Start of Selected excerpt

SAN FRANCISCO — Prosecutors released disturbing new details on Tuesday about the man accused of breaking into the home of House Speaker Nancy Pelosi and attacking her husband — including an alleged statement in which he threatens to attack the country’s top Democratic officials.
“We’ve got to take them all out,” David DePape told 82-year-old Paul Pelosi after noting that the speaker was “number two in line for the presidency,” according to a court document released Tuesday by San Francisco District Attorney Brooke Jenkins.
DePape also told authorities he had a list of other targets that included "a local professor, several prominent state and federal politicians, and relatives of those state and federal politicians," according to Jenkins' motion to detain DePape. The motion warns he could "cause great bodily harm to others" if released.
Jenkins’ motion to detain DePape, who on Tuesday made his first court appearance since his Friday arrest, describes moments leading up to the bludgeoning that knocked Paul Pelosi unconscious, drawing on body camera footage and law enforcement interviews.
A judge ordered DePape to remain jailed through at least a preliminary hearing.
The details deepen an emerging portrait of 42-year-old DePape as a person who was driven to violence by pro-Trump extremist beliefs and who saw Pelosi leading a dangerous and corrupt political establishment.
“I’m sick of all the fucking lies coming out of Washington, D.C.,” DePape allegedly told officers and medics who responded to the scene.

End of Selected excerpt
Start of Supplied entries

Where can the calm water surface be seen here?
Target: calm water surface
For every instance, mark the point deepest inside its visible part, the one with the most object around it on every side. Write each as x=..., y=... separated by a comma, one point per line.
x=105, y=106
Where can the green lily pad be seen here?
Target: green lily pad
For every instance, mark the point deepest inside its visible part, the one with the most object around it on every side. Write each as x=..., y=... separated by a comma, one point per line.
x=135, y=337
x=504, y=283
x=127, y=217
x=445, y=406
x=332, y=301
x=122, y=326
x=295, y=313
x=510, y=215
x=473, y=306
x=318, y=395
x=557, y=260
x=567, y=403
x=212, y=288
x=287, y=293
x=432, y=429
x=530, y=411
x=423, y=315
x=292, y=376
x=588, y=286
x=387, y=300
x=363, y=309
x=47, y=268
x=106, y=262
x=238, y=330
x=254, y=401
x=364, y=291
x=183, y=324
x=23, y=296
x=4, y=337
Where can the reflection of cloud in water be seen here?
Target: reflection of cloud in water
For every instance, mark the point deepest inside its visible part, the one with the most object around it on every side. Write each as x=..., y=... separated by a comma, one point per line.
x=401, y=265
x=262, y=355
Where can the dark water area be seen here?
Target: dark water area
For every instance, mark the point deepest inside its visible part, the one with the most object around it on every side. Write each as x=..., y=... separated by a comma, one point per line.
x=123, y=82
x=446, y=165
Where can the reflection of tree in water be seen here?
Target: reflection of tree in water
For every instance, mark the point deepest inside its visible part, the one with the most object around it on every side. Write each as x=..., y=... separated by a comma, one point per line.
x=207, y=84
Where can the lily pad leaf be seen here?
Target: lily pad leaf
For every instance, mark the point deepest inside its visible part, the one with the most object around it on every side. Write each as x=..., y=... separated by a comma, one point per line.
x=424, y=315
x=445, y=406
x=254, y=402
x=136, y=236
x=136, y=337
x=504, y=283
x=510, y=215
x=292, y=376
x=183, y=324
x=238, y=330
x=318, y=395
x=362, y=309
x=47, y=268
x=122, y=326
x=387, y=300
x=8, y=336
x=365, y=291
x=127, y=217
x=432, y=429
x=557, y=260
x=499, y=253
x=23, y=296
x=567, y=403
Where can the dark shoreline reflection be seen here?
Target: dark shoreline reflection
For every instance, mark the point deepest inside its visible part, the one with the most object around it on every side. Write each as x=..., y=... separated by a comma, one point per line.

End of Supplied entries

* _What the task requires_
Answer these questions from the news report on the Pelosi break-in:
(a) How old is Paul Pelosi?
(b) What did a judge order regarding DePape?
(c) How old is DePape?
The listing was taken from a separate source that has nothing to do with the news report.

* _Solution for this problem_
(a) 82 years old.
(b) That DePape remain jailed through at least a preliminary hearing.
(c) 42 years old.